Natural language region descriptions:
========================================================================

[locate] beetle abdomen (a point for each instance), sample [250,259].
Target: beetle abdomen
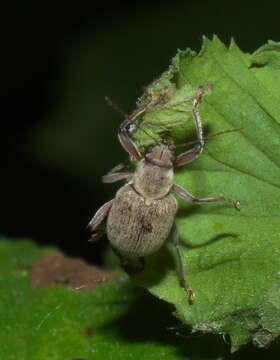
[136,229]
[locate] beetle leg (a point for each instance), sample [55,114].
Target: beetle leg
[184,194]
[193,153]
[100,216]
[184,284]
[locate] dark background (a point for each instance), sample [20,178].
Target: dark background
[58,61]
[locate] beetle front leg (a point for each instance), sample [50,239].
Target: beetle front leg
[184,194]
[193,153]
[184,284]
[99,216]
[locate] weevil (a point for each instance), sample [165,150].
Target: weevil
[141,216]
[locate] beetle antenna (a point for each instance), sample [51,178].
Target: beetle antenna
[145,132]
[115,106]
[222,132]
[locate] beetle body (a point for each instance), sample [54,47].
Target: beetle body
[143,211]
[141,216]
[136,229]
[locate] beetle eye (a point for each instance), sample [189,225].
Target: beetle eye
[173,158]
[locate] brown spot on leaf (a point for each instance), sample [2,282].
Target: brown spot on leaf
[64,270]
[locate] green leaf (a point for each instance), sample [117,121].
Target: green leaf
[61,323]
[231,258]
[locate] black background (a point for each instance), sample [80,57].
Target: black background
[133,43]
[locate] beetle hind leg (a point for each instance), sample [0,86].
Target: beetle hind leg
[184,284]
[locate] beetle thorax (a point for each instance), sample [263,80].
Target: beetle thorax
[153,177]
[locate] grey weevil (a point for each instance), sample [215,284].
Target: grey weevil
[141,216]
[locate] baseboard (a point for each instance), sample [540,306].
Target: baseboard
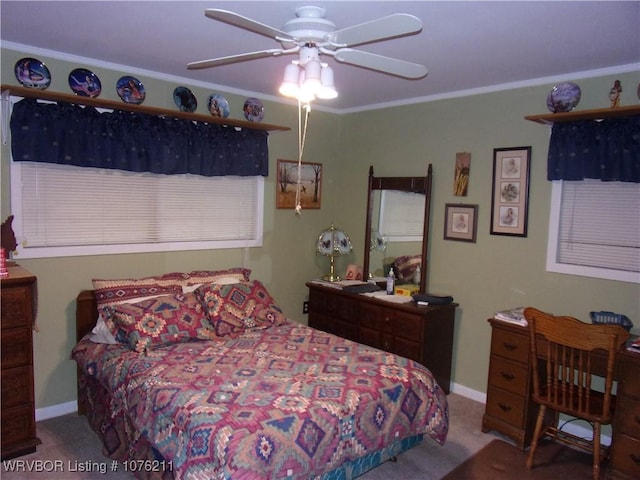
[56,410]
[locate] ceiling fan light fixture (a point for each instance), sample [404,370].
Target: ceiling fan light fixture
[312,71]
[327,90]
[290,86]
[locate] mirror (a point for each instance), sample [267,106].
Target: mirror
[376,190]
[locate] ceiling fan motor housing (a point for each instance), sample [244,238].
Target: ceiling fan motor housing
[310,26]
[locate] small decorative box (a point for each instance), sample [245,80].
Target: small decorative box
[406,290]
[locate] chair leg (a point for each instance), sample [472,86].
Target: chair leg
[536,435]
[596,451]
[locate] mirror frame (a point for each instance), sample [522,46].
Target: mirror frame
[403,184]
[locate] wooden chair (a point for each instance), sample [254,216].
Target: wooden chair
[563,361]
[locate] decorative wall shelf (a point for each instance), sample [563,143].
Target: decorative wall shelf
[596,114]
[112,104]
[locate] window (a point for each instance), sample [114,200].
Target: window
[594,230]
[62,210]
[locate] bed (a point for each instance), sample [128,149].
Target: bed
[241,392]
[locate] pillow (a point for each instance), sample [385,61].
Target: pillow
[127,290]
[158,321]
[111,292]
[231,275]
[132,290]
[234,308]
[101,333]
[405,266]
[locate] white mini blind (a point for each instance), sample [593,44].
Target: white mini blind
[599,225]
[401,215]
[63,210]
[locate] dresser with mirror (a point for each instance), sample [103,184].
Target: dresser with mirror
[423,333]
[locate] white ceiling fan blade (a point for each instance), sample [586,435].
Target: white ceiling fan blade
[396,25]
[248,24]
[243,57]
[380,63]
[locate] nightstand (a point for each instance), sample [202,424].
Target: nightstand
[18,309]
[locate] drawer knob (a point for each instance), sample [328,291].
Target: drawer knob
[507,376]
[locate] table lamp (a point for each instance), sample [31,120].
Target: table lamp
[333,242]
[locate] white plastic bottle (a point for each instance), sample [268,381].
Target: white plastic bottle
[391,282]
[416,276]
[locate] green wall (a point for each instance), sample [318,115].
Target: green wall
[494,273]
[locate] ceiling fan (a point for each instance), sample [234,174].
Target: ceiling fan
[310,35]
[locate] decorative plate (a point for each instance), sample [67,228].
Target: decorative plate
[85,83]
[218,106]
[564,97]
[253,110]
[185,99]
[130,90]
[32,73]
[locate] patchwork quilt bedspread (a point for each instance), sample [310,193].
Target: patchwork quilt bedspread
[287,402]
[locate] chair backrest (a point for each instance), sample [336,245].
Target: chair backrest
[564,361]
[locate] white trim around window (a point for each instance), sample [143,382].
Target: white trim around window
[64,211]
[608,214]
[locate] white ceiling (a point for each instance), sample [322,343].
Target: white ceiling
[466,45]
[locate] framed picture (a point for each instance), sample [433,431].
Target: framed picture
[510,198]
[310,184]
[460,222]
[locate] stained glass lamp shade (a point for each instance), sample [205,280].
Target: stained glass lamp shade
[331,243]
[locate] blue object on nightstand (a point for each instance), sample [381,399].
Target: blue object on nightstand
[613,318]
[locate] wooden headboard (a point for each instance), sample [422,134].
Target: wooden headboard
[86,313]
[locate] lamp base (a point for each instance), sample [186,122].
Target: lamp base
[331,277]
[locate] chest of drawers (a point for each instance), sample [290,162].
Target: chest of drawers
[510,410]
[423,334]
[17,312]
[625,444]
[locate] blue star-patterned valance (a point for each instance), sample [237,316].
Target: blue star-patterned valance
[82,136]
[608,150]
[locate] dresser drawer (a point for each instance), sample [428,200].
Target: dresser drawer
[16,347]
[16,386]
[408,326]
[347,309]
[506,406]
[508,375]
[15,306]
[628,375]
[628,411]
[625,455]
[373,317]
[510,345]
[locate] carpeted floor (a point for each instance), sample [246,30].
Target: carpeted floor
[503,461]
[70,450]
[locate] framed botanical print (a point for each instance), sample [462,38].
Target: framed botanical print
[460,222]
[510,197]
[303,185]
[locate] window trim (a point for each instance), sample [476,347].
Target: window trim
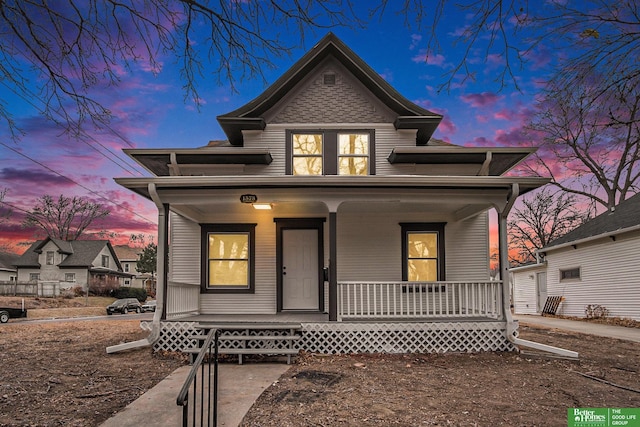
[424,227]
[205,229]
[577,278]
[330,155]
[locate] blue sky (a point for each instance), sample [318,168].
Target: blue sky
[150,111]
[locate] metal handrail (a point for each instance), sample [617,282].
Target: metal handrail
[212,401]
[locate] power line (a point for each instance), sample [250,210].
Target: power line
[75,182]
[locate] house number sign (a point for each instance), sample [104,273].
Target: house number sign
[248,198]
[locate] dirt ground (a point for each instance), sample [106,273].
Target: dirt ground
[58,374]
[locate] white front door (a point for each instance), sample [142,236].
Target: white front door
[541,288]
[300,269]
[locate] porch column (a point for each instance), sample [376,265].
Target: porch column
[162,254]
[333,267]
[503,252]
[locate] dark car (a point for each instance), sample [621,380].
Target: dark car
[149,306]
[124,306]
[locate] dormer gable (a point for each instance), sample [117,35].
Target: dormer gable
[332,52]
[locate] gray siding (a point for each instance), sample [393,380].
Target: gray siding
[609,276]
[377,256]
[523,283]
[185,266]
[360,254]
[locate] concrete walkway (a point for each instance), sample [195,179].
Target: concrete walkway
[609,331]
[239,386]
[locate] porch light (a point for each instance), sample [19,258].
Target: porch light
[262,206]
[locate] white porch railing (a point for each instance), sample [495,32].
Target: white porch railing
[182,299]
[419,300]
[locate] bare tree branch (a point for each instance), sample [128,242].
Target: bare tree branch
[541,219]
[590,140]
[67,218]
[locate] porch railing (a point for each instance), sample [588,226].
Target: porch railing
[419,300]
[202,385]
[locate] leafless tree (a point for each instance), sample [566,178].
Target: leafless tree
[66,218]
[542,218]
[593,139]
[74,46]
[71,47]
[587,34]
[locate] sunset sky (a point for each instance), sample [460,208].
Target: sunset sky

========================================================================

● WHAT YOU NEED TO DO
Of the records above, print only the lines from the one containing "Target: beetle leg" through the one containing "[locate] ceiling fan light", inclusive and unaltered, leaving out pictures.

● OUTPUT OF THE EXERCISE
Target: beetle leg
[184,194]
[193,153]
[100,216]
[184,284]
[locate] dark background (a point for each instance), sample [20,178].
Target: dark background
[58,61]
[locate] beetle front leg (a point for each instance), sample [50,239].
Target: beetle front leg
[184,194]
[193,153]
[184,284]
[99,216]
[locate] weevil (a point for each instance), sample [165,150].
Target: weevil
[141,216]
[locate] beetle antenna (a point for each instance), sample [51,178].
Target: beetle antenna
[145,132]
[115,106]
[222,132]
[locate] beetle body (a point for each instance), sample [54,47].
Target: beetle body
[143,211]
[141,216]
[136,229]
[locate] beetle eye (a point for each instance), sample [189,225].
Target: beetle eye
[173,158]
[locate] brown spot on leaf (a point for each instance), sample [2,282].
Target: brown spot on leaf
[64,270]
[locate] green leaf (a point for each instance), sample [117,121].
Target: green leaf
[61,323]
[231,258]
[locate] black background (a point for each instance), sample [80,57].
Target: black background
[133,43]
[locate] beetle hind leg (a point for each instance), sample [0,86].
Target: beetle hind leg
[184,284]
[locate] beetle thorax (a point for each instance), sample [263,80].
Target: beetle thorax
[153,177]
[locate] grey weevil (a point for each instance), sample [215,284].
Target: grey weevil
[141,216]
[locate] baseboard (a point for each instance), sample [540,306].
Target: baseboard
[56,410]
[locate] ceiling fan light fixture (a point for each instance), sample [404,370].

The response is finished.